Provided passage:
Two books are not listed in the bibliography: Rebecca West’s
Black Lamb and Grey Falcon
and Claudio Magris’
Danube
. I adored these books when I read them many years ago and can probably blame them for much of my interest in the region, but I have simply been unable to reread them. They make me feel like a space traveller whose rocket is a sort of dustbin powered by sparklers trying to navigate between Jupiter and Saturn. The gravitational power of these books is just too great: even reading an essay by Geoff Dyer
about
Rebecca West’s book was enough to make me feel this whole project was being dragged helplessly into her orbit. So they should not be part of the bibliography, but of course their influence is everywhere, at least at the level of chaotic misrememberings.

I have included a number of titles which I found really interesting but which ended up not directly contributing to the book. I have not included separate listings for all the fiction by Thomas Bernhard, Joseph Roth and Stefan Zweig as it seemed a pointless way to fill up pages: I have just listed a handful of particularly fine examples in the hope that someone somewhere might start with these and then get hooked. Dates are of the editions that I have, therefore not necessarily the first. Spelling of author names is given in the form on the book and is therefore not more broadly consistent.

Data provided:
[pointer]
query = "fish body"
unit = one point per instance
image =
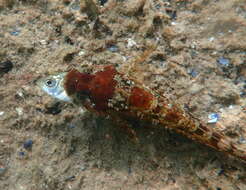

What you will do:
• 1. Using the bibliography note, rewrite the passage from "I have included" to "more broadly consistent." with "fiction" changed to "novels".
• 2. According to the bibliography note, what do the dates given for the books refer to?
• 3. Continue the bibliography note from its final sentence.

Response list:
• 1.
I have included a number of titles which I found really interesting but which ended up not directly contributing to the book. I have not included separate listings for all the novels by Thomas Bernhard, Joseph Roth and Stefan Zweig as it seemed a pointless way to fill up pages: I have just listed a handful of particularly fine examples in the hope that someone somewhere might start with these and then get hooked. Dates are of the editions that I have, therefore not necessarily the first. Spelling of author names is given in the form on the book and is therefore not more broadly consistent.

• 2. They are the dates of the editions the writer owns, so not necessarily the first editions.

• 3.
The real backbone to this book is innumerable tourist information pamphlets, sheets pinned up on church notice boards, pamphlets tucked in with CDs, conversations with individuals vastly better informed than myself, museum booklets and unmanageable piles of evocative, bewildering and entrancing maps – few objects can be more freighted with feeling than a good multilingual map of Transylvania. My two bibles (an obviously contradictory idea) throughout the writing have been a copy of Baedeker’s 1911
Austria-Hungary
guide, generously lent by John Seaton, whose encouragement and friendship have meant so much to me for many years, and Magocsi and Matthews’ superb
Historical Atlas of East Central Europe
, which has answered a thousand questions and raised many more.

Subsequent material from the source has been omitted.